Page text
TiSpark User Guide

TiSpark is a thin layer built for running Apache Spark on top of TiDB/TiKV to answer the complex OLAP queries. It takes advantages of both the Spark platform and the distributed TiKV cluster and seamlessly glues to TiDB, the distributed OLTP database, to provide a Hybrid Transactional/Analytical Processing (HTAP) solution to serve as a one-stop solution for both online transactions and analysis.

TiSpark depends on the TiKV cluster and the PD cluster. You also need to set up a Spark cluster. This document provides a brief introduction to how to setup and use TiSpark. It requires some basic knowledge of Apache Spark. For more information, see Spark website.

Overview

TiSpark is an OLAP solution that runs Spark SQL directly on TiKV, the distributed storage engine.

Record list

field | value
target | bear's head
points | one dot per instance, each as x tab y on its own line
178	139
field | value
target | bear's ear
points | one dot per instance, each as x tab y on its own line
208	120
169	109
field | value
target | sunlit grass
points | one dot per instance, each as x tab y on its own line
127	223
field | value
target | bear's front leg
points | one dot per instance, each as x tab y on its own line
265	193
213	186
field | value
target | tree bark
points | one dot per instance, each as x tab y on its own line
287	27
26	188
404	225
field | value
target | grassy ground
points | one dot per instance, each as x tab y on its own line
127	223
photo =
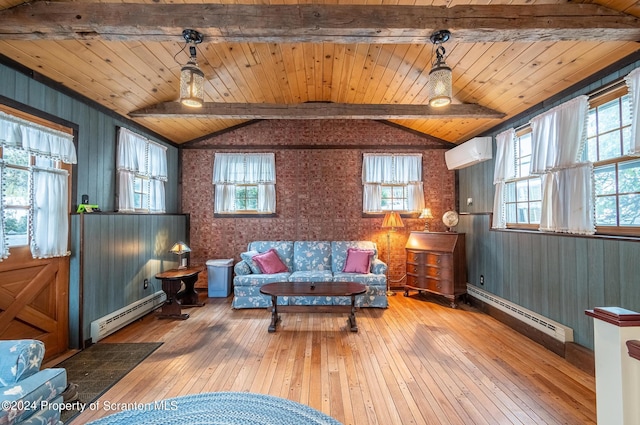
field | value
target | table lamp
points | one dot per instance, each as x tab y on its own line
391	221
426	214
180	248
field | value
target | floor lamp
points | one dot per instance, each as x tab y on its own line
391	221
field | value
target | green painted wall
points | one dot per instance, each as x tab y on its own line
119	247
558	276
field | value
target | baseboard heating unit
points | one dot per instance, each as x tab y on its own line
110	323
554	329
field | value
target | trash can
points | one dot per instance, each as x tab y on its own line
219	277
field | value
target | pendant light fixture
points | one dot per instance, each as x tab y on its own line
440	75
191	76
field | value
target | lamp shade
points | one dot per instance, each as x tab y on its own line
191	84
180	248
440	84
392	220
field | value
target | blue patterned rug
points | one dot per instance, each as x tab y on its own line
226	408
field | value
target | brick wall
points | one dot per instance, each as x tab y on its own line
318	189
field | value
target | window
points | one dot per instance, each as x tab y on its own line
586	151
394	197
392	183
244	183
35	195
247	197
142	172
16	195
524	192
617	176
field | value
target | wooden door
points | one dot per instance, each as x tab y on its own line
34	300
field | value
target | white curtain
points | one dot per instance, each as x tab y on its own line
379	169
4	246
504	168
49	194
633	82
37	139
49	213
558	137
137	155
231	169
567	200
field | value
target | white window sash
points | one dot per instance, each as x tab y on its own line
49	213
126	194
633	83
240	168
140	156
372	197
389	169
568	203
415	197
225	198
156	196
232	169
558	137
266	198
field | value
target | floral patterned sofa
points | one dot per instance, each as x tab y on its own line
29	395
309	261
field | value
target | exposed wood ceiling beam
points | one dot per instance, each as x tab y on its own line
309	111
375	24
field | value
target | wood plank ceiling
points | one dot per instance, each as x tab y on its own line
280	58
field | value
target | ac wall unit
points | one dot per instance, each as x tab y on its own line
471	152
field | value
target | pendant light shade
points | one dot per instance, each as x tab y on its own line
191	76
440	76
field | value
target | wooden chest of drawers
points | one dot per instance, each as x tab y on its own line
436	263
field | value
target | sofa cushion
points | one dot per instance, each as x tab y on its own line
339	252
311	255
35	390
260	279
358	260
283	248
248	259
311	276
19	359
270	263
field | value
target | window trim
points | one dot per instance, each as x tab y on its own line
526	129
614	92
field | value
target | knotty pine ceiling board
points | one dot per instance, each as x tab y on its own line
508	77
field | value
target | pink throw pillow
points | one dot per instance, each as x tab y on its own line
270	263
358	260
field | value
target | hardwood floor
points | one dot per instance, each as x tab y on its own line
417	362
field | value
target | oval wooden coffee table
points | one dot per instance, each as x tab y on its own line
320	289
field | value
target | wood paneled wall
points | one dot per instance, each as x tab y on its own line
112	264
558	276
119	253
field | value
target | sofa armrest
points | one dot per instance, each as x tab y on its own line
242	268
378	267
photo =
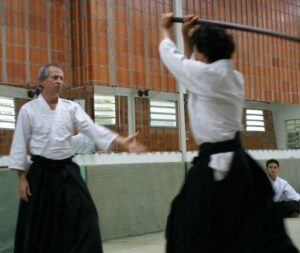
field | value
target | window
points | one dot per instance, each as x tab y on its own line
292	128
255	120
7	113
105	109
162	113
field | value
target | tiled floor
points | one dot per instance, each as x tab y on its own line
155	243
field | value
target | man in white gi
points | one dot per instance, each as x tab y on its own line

* * *

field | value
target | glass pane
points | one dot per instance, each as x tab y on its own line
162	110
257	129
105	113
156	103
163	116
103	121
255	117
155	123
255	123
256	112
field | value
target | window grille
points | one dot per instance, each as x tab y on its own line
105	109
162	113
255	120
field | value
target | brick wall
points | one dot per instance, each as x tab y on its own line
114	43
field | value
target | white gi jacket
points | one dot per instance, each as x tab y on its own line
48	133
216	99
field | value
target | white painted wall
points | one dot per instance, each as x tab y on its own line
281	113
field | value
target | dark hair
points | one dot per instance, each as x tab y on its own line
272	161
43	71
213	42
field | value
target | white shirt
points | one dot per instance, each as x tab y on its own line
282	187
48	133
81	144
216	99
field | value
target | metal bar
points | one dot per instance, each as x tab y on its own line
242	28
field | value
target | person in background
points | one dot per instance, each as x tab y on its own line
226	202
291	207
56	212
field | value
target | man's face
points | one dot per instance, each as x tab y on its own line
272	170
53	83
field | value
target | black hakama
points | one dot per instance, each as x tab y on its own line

* * *

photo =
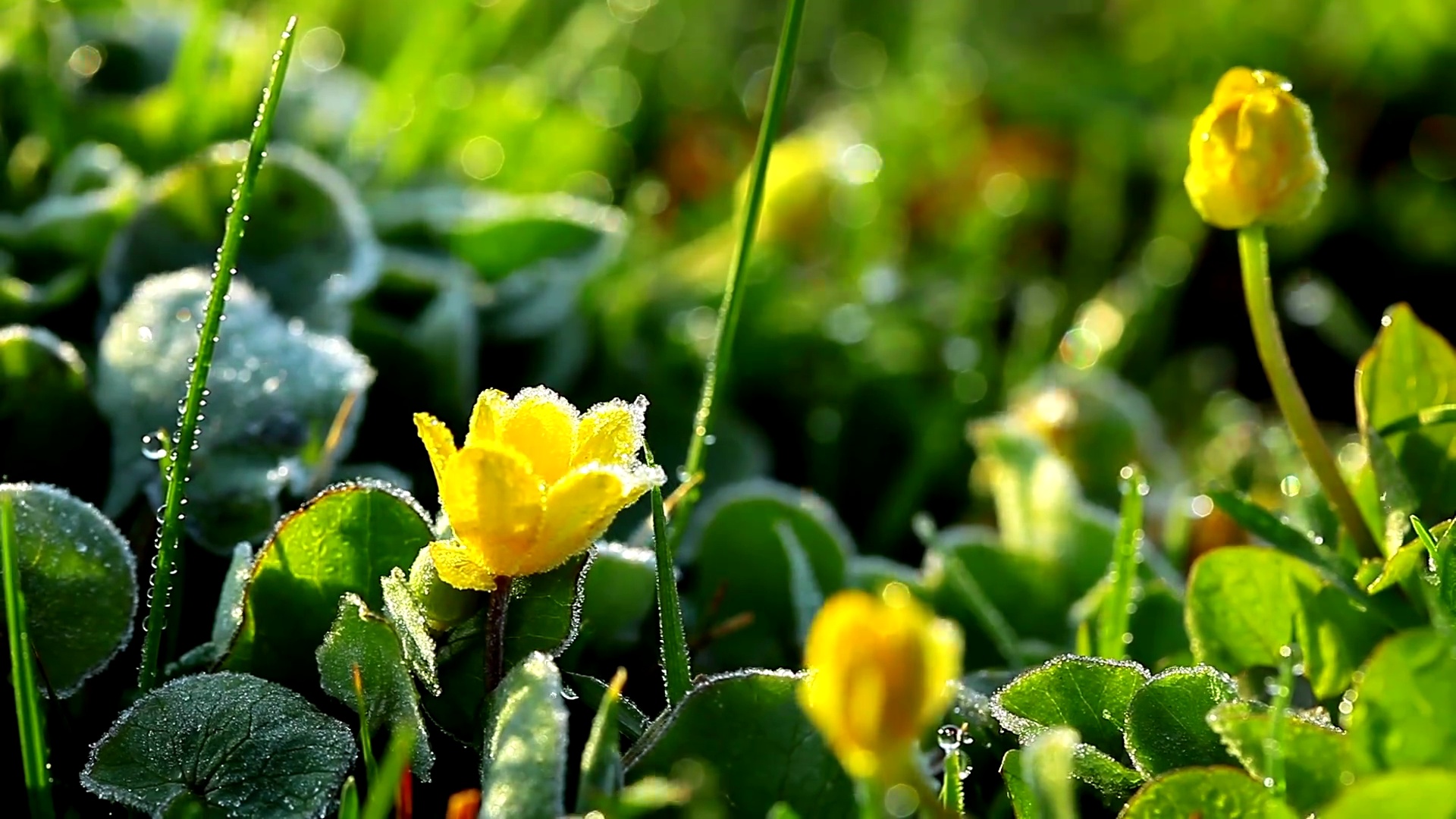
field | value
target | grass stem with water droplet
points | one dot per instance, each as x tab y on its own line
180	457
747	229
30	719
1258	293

Problem A
Count the lines in the entries that contain the string "light", matching case exactly, and reply with the number alone.
Problem B
Pick up the TiSpark user guide after its final sentence and keep writing it.

Written reply A
2

Written reply B
TiSpark architecture

TiSpark integrates with Spark Catalyst Engine deeply. It provides precise control of the computing, which allows Spark read data from TiKV efficiently. It also supports index seek, which improves the performance of the point query execution significantly.
It utilizes several strategies to push down the computing to reduce the size of dataset handling by Spark SQL, which accelerates the query execution. It also uses the TiDB built-in statistical information for the query plan optimization.
From the data integration point of view, TiSpark and TiDB serve as a solution for running both transaction and analysis directly on the same platform without building and maintaining any ETLs. It simplifies the system architecture and reduces the cost of maintenance.
You can deploy and utilize tools from the Spark ecosystem for further data processing and manipulation on TiDB. For example, using TiSpark for data analysis and ETL; retrieving data from TiKV as a machine learning data source; generating reports from the scheduling system and so on.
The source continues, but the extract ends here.